[Pointing and labeling entries]

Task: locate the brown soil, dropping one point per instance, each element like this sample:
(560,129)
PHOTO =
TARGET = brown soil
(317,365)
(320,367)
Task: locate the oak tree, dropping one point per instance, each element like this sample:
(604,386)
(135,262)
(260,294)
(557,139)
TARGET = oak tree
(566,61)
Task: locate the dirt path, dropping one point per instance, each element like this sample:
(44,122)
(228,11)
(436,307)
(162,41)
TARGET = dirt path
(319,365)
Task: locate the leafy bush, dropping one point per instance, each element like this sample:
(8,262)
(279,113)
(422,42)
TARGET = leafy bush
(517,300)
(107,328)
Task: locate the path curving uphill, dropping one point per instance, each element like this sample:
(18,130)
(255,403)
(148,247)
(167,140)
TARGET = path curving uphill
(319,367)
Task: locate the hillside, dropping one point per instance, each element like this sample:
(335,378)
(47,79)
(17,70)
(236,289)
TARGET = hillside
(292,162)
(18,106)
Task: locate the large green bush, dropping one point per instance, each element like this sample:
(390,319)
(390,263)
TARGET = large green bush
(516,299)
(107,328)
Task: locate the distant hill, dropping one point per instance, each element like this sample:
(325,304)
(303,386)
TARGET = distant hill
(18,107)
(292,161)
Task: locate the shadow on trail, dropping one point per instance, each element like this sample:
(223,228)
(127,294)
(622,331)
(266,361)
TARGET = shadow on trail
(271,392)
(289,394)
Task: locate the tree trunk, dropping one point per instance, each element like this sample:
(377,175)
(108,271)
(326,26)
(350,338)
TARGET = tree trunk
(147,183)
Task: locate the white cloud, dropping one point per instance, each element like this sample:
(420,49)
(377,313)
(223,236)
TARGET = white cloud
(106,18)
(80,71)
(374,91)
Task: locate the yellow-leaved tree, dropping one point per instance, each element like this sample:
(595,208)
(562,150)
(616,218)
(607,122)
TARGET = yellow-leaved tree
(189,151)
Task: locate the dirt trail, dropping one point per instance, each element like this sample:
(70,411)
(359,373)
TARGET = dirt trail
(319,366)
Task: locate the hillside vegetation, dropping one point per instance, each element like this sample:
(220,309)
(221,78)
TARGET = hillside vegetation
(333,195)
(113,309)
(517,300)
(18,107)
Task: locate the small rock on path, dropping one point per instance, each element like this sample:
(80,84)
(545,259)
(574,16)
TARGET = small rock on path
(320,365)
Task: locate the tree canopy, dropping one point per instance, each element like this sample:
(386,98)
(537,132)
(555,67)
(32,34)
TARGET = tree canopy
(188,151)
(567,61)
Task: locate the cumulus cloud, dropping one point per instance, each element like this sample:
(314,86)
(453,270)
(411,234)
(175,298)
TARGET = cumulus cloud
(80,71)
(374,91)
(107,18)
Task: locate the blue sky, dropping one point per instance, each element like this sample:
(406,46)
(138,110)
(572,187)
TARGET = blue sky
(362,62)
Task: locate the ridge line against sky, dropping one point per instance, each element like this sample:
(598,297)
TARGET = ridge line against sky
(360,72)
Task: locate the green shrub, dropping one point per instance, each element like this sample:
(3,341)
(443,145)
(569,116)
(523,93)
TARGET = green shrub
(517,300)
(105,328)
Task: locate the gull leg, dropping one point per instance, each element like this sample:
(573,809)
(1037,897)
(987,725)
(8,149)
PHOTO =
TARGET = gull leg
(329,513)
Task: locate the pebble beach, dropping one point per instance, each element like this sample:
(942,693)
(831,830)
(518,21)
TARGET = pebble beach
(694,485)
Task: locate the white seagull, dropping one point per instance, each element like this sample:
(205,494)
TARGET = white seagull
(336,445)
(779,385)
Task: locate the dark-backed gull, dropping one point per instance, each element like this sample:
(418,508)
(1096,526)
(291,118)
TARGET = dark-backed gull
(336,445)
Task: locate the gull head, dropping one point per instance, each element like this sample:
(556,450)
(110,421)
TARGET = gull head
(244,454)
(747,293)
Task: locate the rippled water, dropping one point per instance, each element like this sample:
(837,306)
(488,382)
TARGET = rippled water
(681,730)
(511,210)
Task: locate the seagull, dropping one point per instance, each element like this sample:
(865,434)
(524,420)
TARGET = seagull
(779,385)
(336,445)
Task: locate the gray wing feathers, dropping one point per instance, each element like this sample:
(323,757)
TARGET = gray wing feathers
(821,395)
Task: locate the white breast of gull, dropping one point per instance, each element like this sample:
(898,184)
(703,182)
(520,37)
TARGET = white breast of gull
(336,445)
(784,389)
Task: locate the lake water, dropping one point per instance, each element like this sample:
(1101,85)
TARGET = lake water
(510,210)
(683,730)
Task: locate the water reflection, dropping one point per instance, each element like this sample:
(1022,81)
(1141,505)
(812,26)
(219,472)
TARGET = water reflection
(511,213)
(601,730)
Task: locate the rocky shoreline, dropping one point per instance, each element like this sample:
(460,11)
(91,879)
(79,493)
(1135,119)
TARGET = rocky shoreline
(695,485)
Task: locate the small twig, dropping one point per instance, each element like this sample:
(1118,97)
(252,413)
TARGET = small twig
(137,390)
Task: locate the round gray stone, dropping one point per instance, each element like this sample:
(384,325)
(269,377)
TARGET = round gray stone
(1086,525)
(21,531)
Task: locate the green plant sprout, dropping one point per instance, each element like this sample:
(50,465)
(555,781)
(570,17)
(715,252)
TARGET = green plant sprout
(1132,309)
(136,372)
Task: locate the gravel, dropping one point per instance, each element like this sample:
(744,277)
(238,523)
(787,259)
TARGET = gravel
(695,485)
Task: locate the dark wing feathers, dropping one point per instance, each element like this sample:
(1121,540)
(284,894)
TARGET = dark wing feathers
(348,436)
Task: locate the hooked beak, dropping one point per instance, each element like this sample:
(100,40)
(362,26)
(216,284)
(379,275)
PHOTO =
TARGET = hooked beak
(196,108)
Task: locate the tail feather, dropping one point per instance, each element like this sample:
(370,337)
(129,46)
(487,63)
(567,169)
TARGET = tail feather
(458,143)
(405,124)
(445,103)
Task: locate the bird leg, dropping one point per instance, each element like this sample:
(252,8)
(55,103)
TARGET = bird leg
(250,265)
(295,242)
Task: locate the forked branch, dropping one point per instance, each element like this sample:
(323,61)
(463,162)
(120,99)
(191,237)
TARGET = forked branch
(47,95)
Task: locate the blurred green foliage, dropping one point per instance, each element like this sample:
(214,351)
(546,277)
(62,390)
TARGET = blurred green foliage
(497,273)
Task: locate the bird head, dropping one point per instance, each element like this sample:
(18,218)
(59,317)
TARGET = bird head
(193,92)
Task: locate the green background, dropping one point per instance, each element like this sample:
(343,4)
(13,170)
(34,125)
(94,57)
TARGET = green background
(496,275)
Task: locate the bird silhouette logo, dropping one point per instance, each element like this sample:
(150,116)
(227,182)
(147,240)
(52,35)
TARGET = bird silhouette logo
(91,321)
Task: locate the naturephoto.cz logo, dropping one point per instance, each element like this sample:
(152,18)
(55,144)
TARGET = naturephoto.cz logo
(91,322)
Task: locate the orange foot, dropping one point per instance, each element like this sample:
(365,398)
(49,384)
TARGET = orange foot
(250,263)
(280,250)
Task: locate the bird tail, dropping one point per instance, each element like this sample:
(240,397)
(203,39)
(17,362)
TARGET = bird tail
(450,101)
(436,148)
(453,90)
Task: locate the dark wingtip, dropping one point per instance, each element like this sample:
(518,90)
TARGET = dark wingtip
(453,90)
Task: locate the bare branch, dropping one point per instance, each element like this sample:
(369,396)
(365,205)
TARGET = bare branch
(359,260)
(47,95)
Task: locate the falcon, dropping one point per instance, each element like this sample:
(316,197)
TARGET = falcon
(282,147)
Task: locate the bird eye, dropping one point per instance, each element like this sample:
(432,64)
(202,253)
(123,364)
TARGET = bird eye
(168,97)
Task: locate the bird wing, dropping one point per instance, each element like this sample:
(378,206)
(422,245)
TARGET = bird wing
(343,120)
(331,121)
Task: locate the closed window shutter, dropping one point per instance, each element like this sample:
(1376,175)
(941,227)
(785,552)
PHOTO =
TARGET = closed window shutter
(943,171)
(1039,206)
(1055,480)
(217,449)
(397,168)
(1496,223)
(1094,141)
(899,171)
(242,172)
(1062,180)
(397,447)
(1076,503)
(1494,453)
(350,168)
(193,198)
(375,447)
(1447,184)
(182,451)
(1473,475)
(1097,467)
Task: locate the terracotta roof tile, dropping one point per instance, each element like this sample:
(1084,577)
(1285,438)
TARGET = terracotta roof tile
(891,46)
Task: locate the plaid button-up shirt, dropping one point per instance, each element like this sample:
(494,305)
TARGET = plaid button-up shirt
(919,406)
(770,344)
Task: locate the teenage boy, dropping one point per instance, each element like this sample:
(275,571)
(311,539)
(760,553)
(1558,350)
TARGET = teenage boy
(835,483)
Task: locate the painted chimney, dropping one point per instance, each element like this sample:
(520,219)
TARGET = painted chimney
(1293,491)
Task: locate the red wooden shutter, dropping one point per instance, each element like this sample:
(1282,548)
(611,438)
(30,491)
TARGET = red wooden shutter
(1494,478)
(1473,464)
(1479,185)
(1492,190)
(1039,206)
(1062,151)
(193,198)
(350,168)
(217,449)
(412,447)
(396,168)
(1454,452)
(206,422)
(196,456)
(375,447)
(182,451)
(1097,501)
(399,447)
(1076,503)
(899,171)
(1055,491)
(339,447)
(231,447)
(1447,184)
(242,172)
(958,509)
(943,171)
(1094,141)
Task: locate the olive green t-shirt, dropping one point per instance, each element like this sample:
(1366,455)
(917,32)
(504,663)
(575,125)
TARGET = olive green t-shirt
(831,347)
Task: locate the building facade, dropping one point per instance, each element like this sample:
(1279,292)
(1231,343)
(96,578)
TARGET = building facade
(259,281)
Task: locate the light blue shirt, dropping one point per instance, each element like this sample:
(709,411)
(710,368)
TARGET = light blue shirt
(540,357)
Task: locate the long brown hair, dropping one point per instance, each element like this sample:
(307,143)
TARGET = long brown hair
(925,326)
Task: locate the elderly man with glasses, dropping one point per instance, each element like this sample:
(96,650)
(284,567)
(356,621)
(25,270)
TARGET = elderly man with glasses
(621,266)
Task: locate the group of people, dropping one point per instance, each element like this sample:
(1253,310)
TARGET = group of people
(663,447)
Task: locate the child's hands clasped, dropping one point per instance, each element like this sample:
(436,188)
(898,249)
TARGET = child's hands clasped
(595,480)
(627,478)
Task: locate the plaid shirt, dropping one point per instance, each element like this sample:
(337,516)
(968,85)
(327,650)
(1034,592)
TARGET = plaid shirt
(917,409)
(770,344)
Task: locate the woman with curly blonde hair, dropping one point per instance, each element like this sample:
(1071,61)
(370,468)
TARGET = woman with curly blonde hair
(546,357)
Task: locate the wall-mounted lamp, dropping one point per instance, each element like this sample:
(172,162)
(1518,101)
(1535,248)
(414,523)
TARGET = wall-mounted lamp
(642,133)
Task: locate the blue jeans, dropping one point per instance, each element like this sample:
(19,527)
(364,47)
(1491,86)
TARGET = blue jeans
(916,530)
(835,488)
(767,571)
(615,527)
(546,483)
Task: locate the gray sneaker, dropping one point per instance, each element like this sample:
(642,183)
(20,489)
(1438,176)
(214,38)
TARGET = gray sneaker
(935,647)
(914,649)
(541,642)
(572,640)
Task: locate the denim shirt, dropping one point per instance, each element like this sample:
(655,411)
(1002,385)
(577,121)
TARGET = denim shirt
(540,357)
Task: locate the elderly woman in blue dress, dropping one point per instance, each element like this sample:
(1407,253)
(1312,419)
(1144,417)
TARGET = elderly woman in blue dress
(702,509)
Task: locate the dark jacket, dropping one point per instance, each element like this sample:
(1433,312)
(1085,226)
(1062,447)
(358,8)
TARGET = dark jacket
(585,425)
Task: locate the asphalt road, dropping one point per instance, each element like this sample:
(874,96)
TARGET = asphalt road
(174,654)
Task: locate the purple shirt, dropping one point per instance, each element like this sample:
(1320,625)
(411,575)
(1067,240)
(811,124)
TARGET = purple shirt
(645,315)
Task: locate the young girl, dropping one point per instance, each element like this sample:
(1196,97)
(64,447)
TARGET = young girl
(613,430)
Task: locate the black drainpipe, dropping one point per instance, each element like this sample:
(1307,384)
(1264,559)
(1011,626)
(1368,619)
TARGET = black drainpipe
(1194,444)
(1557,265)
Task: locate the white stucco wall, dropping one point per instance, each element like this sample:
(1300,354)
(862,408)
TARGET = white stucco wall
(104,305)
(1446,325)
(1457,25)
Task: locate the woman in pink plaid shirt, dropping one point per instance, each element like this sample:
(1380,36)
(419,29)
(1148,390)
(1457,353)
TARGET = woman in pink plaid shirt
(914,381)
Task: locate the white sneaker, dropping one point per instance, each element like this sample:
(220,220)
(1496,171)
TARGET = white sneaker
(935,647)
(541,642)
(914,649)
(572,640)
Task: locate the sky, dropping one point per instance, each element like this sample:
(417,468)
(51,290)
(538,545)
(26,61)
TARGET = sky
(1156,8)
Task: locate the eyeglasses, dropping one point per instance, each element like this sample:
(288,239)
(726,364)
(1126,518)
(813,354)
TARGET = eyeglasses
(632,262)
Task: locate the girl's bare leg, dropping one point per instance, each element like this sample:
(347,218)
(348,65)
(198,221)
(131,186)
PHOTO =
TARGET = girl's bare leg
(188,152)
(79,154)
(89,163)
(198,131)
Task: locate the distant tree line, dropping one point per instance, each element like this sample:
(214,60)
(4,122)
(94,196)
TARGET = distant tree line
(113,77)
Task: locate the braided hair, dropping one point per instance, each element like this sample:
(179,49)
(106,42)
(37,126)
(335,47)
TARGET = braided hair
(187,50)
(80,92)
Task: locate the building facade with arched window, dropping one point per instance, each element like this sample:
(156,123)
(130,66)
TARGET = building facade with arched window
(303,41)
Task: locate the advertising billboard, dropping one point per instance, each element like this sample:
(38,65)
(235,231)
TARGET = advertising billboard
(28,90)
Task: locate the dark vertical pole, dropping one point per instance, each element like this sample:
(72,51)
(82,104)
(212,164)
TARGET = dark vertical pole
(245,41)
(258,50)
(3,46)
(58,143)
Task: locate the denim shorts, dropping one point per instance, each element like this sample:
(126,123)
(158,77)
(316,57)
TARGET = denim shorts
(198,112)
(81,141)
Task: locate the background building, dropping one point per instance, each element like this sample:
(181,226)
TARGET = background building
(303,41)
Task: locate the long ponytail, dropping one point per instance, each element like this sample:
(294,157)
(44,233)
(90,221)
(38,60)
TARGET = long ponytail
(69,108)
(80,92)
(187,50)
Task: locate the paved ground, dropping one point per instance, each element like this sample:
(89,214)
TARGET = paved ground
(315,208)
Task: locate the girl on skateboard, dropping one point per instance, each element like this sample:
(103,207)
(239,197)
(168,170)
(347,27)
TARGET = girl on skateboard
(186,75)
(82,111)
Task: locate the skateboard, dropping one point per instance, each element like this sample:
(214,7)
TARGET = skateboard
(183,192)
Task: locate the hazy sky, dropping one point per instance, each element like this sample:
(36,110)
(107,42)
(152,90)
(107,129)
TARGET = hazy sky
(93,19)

__Your objective__. Return exactly, and only, the line containing "Task: locate the denim shorts, dropping" and every line after it through the end of the material.

__Solved exercise__.
Task: locate the denim shorts, dropping one point per instance, each element like this sample:
(126,123)
(158,77)
(316,57)
TARGET = denim shorts
(198,112)
(81,141)
Task: locate the background building, dropping one point per instance, each element like this sample:
(181,226)
TARGET = background building
(303,41)
Task: locate the long ponytail, dropping one point per instance, each element like this sample:
(294,157)
(44,233)
(90,221)
(38,60)
TARGET = long ponytail
(69,108)
(80,92)
(187,50)
Task: locate the paved ground, dropping one point per instance, each element like this sample:
(89,214)
TARGET = paved ground
(315,208)
Task: locate the girl on skateboard, dropping one point per instance, each element like this sample:
(103,207)
(239,197)
(168,170)
(347,27)
TARGET = girl on skateboard
(186,75)
(82,111)
Task: locate the skateboard, dropping one point per instance, each element like this sample:
(214,7)
TARGET = skateboard
(183,192)
Task: locate the hazy sky, dropping one point per instance, each element like this sample:
(36,110)
(107,42)
(152,90)
(107,129)
TARGET = hazy sky
(93,19)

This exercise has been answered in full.